- **DATASET EXTRACT**:
»»
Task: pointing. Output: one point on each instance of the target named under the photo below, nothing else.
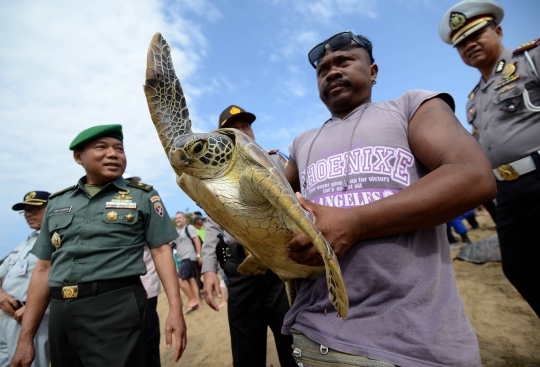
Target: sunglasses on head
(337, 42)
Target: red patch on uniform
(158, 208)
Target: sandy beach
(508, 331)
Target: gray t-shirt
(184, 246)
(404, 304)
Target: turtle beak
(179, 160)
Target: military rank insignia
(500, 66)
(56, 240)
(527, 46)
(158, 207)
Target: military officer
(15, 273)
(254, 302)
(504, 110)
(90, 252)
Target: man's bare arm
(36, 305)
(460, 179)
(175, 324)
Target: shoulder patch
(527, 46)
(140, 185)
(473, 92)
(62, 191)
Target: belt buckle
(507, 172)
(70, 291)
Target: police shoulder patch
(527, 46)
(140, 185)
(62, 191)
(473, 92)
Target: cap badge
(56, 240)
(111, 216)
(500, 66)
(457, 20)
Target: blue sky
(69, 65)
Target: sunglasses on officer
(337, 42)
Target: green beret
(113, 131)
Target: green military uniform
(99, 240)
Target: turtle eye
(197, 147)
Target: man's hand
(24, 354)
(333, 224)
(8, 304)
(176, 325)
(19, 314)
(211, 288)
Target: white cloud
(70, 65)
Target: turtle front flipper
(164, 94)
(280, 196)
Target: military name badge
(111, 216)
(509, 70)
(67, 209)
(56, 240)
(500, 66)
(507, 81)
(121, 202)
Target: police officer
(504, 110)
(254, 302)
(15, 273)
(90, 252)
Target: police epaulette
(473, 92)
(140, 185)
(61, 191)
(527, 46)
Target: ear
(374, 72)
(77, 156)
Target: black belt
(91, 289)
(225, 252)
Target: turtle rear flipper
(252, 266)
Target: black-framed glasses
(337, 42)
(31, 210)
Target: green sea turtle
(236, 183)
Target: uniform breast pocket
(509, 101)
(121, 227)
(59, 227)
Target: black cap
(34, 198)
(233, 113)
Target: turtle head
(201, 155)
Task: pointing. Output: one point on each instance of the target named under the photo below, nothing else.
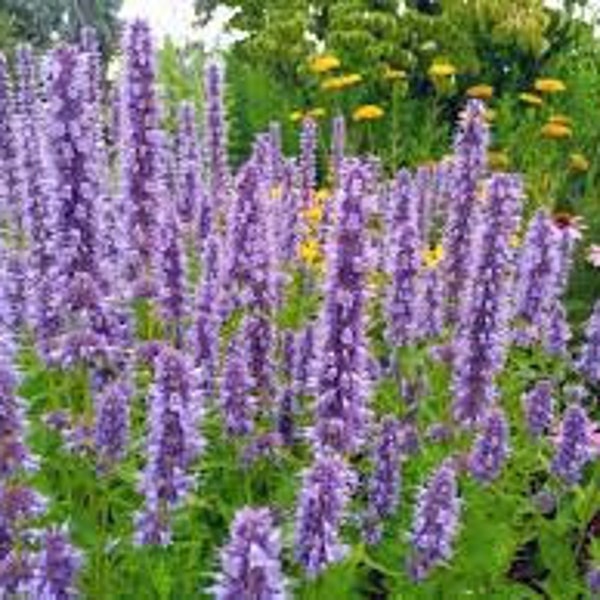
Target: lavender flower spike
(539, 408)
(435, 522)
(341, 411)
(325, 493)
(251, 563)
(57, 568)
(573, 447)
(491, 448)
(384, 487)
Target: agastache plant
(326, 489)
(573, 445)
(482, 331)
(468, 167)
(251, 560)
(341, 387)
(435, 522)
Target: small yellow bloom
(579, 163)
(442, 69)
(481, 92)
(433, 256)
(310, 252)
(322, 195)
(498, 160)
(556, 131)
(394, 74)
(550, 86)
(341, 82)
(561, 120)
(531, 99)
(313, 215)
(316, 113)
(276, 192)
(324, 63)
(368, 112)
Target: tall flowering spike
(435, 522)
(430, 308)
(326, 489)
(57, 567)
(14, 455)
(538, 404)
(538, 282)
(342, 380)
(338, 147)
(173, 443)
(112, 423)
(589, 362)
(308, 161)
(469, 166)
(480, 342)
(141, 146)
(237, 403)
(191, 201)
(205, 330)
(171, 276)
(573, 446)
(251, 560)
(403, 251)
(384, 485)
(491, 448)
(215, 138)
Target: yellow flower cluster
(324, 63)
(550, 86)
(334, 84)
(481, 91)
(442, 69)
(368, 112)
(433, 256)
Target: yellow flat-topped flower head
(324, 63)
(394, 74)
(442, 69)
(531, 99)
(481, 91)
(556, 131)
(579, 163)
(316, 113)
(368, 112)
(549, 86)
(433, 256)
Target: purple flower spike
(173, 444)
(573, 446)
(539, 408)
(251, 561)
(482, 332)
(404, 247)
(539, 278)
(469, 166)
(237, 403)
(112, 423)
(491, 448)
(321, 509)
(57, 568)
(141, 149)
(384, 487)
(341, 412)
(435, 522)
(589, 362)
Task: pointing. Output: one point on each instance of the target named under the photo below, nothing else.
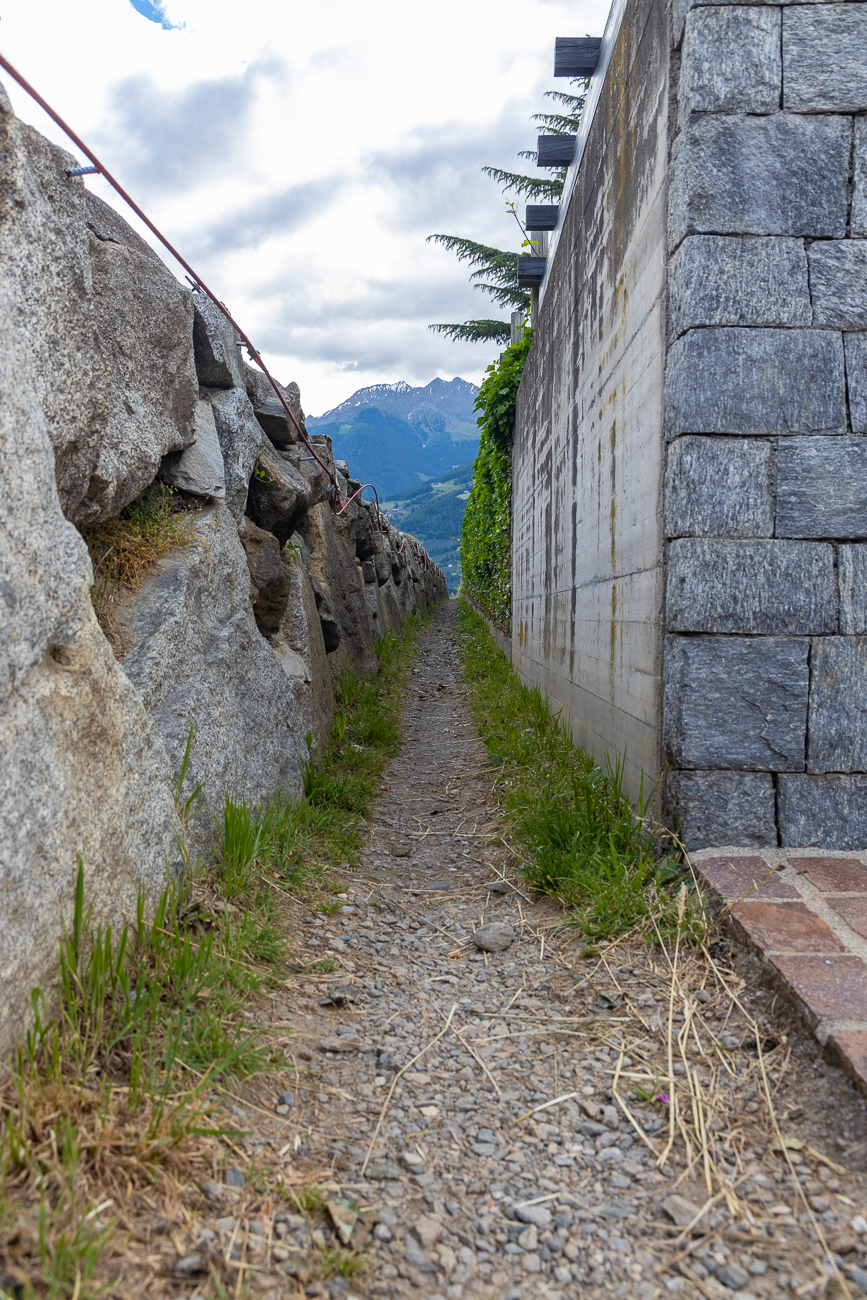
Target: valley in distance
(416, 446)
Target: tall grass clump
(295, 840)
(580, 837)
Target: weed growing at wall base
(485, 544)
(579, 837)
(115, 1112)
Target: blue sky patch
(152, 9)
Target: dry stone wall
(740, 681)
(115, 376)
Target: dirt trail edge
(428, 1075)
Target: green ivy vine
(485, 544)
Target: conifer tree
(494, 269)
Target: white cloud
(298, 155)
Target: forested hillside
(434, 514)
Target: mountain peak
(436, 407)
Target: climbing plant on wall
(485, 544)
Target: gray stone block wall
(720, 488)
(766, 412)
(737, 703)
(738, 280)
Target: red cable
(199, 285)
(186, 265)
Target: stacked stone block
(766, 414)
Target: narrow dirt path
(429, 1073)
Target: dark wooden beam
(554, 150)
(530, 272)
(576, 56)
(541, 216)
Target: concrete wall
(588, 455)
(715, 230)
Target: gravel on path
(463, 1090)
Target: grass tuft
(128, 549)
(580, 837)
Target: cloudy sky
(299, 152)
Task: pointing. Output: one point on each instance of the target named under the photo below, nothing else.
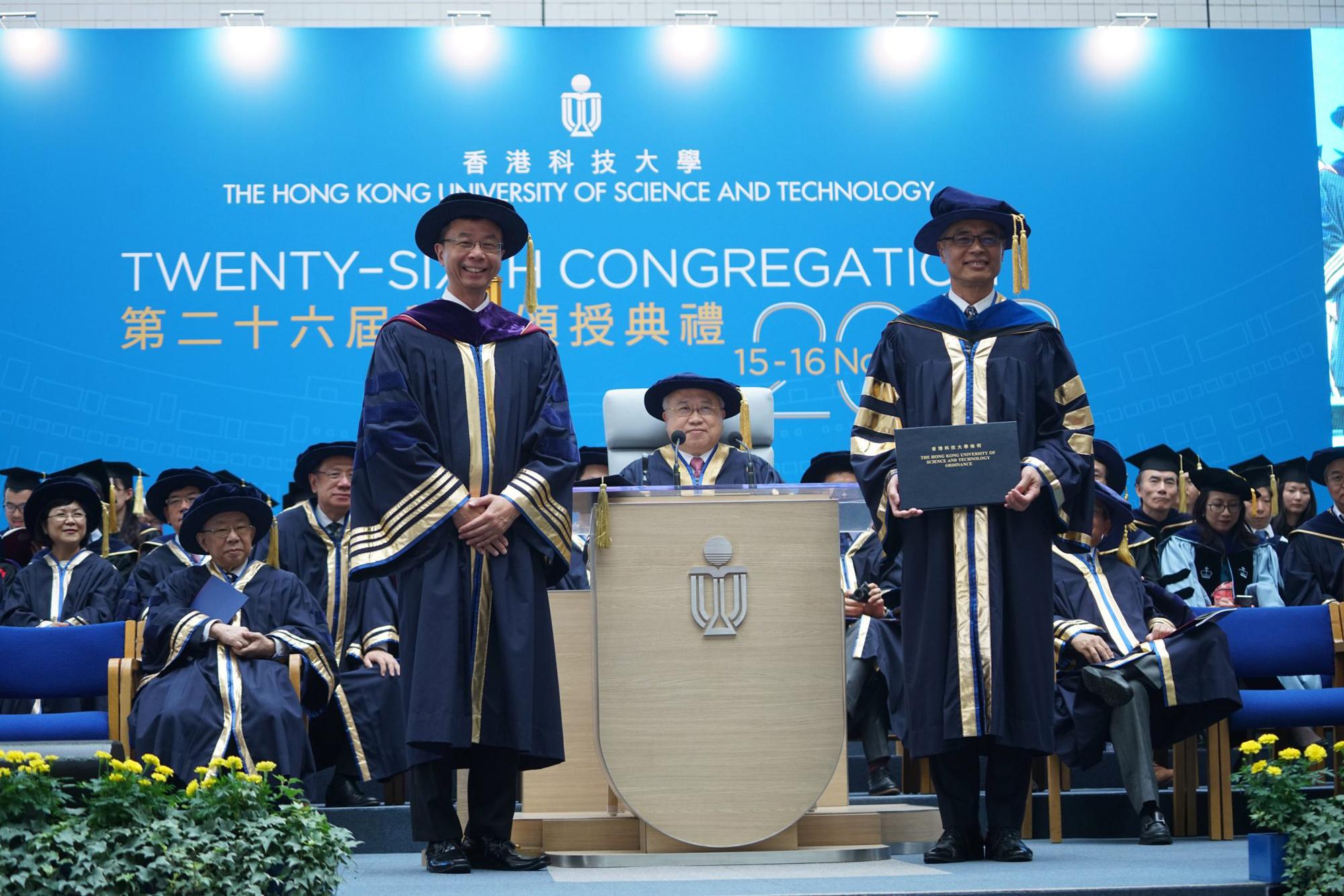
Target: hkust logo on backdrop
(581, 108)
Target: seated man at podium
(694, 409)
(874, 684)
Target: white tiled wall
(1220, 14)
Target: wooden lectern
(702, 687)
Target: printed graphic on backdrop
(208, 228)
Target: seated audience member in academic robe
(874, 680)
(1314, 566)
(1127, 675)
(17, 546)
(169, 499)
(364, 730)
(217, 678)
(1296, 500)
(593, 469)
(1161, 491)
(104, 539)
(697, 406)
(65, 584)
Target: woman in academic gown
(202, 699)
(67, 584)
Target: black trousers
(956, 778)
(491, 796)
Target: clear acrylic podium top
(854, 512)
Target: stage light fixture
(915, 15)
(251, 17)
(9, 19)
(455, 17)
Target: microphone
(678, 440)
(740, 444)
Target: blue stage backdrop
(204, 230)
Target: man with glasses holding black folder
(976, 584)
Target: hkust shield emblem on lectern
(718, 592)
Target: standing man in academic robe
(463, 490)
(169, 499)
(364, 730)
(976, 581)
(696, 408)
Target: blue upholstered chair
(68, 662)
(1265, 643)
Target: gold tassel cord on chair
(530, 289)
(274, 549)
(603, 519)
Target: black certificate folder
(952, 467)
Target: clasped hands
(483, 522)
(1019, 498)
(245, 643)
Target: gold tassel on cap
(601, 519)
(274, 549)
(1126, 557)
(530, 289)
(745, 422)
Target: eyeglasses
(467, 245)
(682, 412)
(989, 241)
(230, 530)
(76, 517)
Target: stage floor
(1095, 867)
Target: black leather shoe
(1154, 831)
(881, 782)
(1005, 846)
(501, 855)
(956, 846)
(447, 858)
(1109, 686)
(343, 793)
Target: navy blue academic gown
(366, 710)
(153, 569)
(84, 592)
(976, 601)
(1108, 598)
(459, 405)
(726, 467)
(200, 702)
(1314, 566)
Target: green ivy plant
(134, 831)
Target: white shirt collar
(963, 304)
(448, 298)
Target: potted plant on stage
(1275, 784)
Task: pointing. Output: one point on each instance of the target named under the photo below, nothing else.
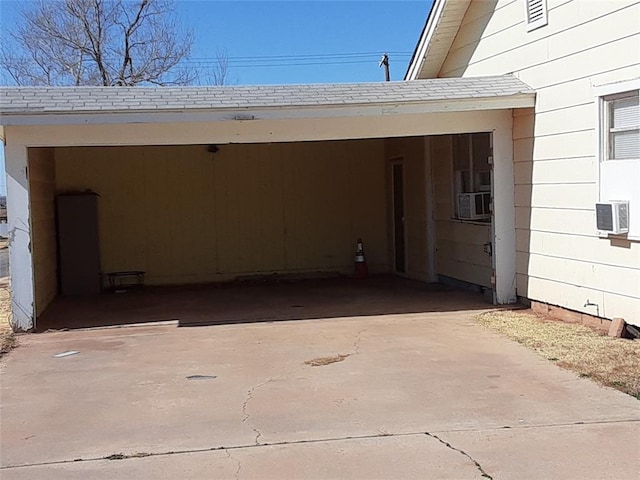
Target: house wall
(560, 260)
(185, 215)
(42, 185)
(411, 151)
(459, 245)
««
- **REQUEST**: Rewrite every line of the material from the line with "Target: stacked stone block" to the line with "(1275, 784)", both ends included, keeping all other text as it is but multiplying each point coordinate by 1.65 and rounding to whole numbers, halves up. Leave the pictures out.

- **FINAL RESULT**:
Target: stacked stone block
(1264, 683)
Target: narrow dirt path
(708, 1770)
Target: dark wooden beam
(914, 248)
(875, 449)
(950, 92)
(893, 356)
Target: concrete wall
(970, 751)
(1180, 380)
Target: gravel on path
(764, 1799)
Target: grass tuft
(211, 906)
(957, 1381)
Target: cloudy sky
(493, 251)
Task: pointing. Output: one point on each instance of the target named under the photo below, nothing else.
Target: hkust logo on backdrop
(959, 178)
Target: seated man at podium
(1145, 675)
(1442, 1129)
Target: white tiled wall
(2013, 23)
Target: wooden lectern
(1158, 1134)
Target: printed graphic on backdrop
(343, 376)
Target: seated audience member in academic robe
(1442, 1122)
(2168, 934)
(1860, 1114)
(28, 901)
(279, 823)
(601, 1205)
(358, 1119)
(2138, 825)
(978, 774)
(1916, 810)
(172, 889)
(1150, 670)
(107, 964)
Target: woman in academic gown
(333, 1153)
(111, 964)
Target: black trousers
(1577, 1284)
(810, 1313)
Target: clear acrylic podium top
(1409, 845)
Target: stage light fixture
(1510, 25)
(414, 28)
(15, 31)
(751, 28)
Target: microphone
(1119, 726)
(1221, 733)
Target: blue stage backdrop
(337, 380)
Target: man with glasses holding black folder
(1610, 964)
Target: hkust shield emblem on lectern
(1185, 977)
Target: standing man in academic robe
(764, 809)
(279, 823)
(601, 1205)
(1610, 959)
(1148, 673)
Target: blue upholstered chair
(112, 1092)
(2087, 1061)
Target: gold tassel cord on chair
(875, 477)
(452, 906)
(995, 856)
Target: black certificate folder
(1571, 771)
Target: clasped hands
(797, 861)
(1681, 822)
(404, 1061)
Target: gold tassel on cap
(992, 856)
(452, 906)
(1858, 919)
(875, 477)
(1229, 696)
Target: eyeglasses
(771, 404)
(1125, 680)
(1632, 398)
(380, 875)
(125, 853)
Target: stage floor
(1807, 1431)
Target: black leather shoe
(1904, 1371)
(1454, 1290)
(1658, 1396)
(827, 1411)
(1577, 1396)
(738, 1416)
(1830, 1132)
(566, 1308)
Target: navy blue academic gown
(604, 1172)
(252, 939)
(139, 977)
(1610, 992)
(1828, 987)
(757, 668)
(1198, 771)
(330, 1158)
(2168, 934)
Target: green ivy plant
(221, 1371)
Target: white shirt collar
(1589, 502)
(739, 492)
Target: potted plant on stage
(2104, 1294)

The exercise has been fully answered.